### Requirement
Reproduce the records from the line that has "Running a retail shelf audit. Please mark the stem" through the end of the records, requests included, and shift every bounding-box coordinate in the answers by adding 57 to it.

(Excerpts of labeled region data)
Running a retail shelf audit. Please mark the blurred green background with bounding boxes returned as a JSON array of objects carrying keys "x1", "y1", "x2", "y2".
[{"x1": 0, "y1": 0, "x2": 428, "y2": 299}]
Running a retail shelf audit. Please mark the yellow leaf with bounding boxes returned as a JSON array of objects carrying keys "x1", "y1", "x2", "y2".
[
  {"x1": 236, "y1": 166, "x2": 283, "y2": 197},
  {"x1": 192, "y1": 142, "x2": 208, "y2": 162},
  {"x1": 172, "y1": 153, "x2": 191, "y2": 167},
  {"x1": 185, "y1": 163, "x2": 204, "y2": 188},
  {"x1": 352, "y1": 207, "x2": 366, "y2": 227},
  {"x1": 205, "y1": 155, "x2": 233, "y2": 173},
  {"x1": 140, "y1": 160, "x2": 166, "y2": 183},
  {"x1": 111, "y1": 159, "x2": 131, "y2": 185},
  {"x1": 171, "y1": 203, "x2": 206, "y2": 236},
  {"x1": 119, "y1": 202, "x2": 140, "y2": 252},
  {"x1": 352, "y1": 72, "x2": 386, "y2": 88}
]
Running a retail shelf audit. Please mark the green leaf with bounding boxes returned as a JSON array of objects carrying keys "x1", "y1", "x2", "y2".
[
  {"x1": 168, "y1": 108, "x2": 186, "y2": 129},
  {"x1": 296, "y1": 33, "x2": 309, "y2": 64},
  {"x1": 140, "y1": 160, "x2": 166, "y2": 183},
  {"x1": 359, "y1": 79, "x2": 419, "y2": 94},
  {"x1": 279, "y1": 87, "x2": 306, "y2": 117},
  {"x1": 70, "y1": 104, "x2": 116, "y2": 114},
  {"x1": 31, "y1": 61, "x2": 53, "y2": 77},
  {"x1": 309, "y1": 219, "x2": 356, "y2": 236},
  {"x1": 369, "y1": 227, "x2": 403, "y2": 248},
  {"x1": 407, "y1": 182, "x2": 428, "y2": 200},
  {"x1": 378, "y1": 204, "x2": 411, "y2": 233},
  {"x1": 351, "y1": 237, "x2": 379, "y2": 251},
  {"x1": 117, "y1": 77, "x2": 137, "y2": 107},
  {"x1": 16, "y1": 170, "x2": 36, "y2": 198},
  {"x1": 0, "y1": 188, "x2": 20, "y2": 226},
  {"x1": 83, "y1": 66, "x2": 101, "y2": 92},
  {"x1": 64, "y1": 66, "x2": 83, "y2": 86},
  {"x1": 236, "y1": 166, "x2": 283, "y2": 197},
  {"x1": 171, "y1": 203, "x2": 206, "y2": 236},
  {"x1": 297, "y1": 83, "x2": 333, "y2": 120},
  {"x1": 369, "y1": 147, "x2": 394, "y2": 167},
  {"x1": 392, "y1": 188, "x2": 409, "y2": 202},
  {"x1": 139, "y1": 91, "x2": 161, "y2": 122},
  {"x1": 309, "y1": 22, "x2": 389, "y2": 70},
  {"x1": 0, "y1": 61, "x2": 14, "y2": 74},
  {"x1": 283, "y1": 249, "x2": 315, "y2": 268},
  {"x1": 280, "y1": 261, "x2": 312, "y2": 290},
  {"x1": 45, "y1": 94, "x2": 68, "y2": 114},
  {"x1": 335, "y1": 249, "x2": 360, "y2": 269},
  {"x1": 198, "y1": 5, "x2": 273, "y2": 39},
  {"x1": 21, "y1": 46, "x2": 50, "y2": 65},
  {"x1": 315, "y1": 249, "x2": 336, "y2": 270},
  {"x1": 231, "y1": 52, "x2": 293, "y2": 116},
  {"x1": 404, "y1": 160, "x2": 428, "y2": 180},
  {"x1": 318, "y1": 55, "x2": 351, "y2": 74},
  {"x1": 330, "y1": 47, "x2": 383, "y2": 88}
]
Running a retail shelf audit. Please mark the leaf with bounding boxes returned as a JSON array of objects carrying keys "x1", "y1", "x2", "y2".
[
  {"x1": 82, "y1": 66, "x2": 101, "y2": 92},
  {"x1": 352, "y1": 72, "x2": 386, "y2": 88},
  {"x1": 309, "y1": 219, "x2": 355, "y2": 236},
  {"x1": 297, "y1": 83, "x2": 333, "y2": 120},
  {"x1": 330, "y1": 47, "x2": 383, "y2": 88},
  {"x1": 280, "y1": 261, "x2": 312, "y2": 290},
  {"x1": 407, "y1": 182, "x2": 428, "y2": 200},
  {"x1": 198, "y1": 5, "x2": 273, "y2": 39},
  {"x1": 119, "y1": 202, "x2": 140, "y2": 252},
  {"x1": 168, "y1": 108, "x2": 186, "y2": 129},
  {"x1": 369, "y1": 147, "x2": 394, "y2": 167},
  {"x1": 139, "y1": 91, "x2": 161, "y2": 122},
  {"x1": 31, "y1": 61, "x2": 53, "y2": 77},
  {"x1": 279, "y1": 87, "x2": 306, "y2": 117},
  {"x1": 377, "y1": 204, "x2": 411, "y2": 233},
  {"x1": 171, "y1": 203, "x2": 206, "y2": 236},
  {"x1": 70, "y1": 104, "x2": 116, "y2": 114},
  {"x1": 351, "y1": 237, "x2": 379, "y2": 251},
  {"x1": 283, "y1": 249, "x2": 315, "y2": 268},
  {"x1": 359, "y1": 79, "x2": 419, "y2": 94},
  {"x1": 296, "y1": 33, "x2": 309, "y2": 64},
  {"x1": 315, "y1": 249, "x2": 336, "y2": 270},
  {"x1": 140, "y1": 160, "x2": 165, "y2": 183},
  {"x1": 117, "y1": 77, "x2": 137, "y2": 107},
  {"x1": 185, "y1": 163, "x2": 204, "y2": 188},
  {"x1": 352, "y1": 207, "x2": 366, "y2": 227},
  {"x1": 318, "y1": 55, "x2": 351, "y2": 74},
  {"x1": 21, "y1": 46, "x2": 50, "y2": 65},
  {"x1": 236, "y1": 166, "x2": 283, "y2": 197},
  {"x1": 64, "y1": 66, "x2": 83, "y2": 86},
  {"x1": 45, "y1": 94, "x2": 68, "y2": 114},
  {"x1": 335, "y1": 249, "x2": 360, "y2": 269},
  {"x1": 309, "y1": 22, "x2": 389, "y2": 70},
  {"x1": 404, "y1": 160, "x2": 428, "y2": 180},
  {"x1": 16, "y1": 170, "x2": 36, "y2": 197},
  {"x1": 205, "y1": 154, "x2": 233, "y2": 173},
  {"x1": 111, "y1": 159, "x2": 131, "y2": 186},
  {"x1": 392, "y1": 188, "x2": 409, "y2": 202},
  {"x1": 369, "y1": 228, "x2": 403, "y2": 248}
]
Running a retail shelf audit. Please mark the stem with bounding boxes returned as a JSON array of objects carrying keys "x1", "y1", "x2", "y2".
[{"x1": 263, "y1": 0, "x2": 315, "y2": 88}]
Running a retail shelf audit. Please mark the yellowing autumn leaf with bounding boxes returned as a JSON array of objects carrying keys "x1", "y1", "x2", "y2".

### The output
Running a retail shelf audit. Please mark the stem with bounding boxes returned as a JSON array of objects carrying keys "x1", "y1", "x2", "y2".
[{"x1": 320, "y1": 57, "x2": 372, "y2": 145}]
Running a retail shelf audit. Please mark the yellowing autumn leaf with bounding boxes returned as a JSON array of objects carrying keys "x1", "y1", "x2", "y2".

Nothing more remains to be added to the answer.